YOUR TASK: The answer is to be one number: the count of lines in this listing that have the string "joist".

INPUT MATERIAL:

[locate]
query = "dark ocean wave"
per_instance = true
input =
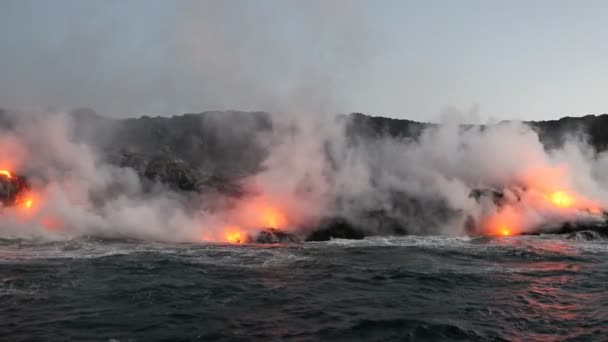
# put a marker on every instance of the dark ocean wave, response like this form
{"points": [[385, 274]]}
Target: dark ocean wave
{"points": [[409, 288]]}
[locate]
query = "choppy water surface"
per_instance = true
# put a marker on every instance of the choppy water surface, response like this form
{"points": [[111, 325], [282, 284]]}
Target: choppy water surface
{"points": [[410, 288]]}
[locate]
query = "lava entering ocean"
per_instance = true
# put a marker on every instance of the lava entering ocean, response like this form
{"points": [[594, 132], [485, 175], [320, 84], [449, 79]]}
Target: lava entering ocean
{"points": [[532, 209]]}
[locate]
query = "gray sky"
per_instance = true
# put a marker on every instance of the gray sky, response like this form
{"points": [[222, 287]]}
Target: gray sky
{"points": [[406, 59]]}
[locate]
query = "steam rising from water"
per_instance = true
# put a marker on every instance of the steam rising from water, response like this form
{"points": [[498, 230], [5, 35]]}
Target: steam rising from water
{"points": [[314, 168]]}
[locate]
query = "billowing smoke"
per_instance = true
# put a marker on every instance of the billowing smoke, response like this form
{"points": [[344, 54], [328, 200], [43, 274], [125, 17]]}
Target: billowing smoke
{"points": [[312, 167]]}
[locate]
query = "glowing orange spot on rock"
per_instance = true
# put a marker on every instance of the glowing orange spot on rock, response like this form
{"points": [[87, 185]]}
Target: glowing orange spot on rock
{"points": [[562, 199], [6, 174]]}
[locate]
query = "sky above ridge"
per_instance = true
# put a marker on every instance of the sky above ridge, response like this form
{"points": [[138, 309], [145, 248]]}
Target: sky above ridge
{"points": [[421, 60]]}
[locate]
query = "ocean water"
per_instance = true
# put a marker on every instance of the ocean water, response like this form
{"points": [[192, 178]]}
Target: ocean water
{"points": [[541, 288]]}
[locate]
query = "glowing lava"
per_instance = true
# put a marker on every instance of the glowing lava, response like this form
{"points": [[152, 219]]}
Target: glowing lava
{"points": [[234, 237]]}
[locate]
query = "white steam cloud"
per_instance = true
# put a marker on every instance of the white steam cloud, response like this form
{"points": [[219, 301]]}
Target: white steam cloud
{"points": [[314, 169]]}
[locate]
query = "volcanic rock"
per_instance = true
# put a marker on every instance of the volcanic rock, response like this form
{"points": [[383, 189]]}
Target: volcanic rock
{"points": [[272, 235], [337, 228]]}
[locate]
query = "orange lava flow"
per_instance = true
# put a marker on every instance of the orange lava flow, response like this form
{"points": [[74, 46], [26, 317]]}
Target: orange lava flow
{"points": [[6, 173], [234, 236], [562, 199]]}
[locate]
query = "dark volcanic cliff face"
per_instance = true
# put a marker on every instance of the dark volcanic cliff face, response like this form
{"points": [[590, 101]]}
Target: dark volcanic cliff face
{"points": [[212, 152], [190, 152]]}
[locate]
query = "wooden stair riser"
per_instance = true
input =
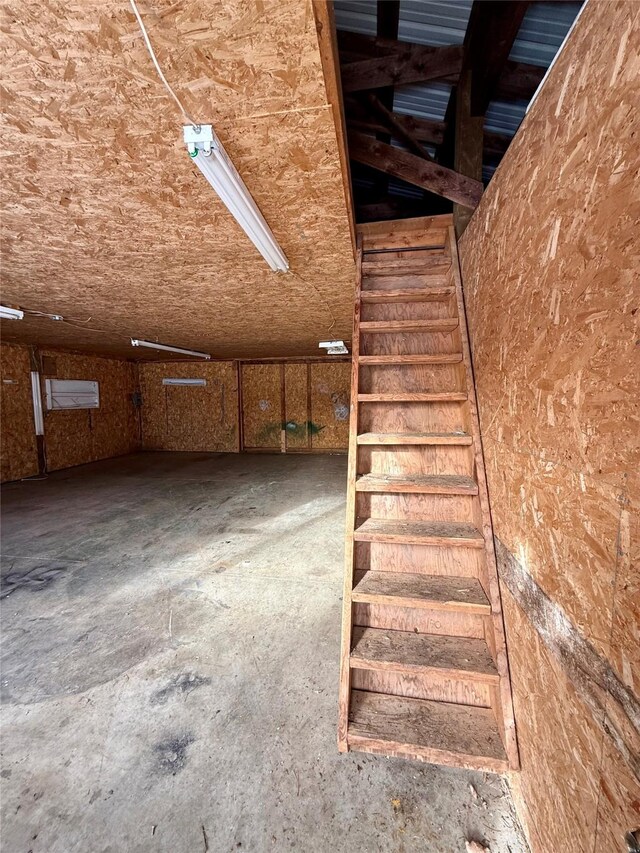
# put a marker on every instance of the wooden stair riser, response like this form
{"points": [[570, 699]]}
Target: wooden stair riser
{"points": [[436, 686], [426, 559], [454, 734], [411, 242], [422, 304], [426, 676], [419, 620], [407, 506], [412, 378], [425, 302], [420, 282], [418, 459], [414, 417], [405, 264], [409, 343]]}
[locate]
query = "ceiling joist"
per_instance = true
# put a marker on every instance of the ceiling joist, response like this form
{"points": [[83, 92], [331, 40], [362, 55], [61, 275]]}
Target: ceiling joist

ANSWER SECTION: 3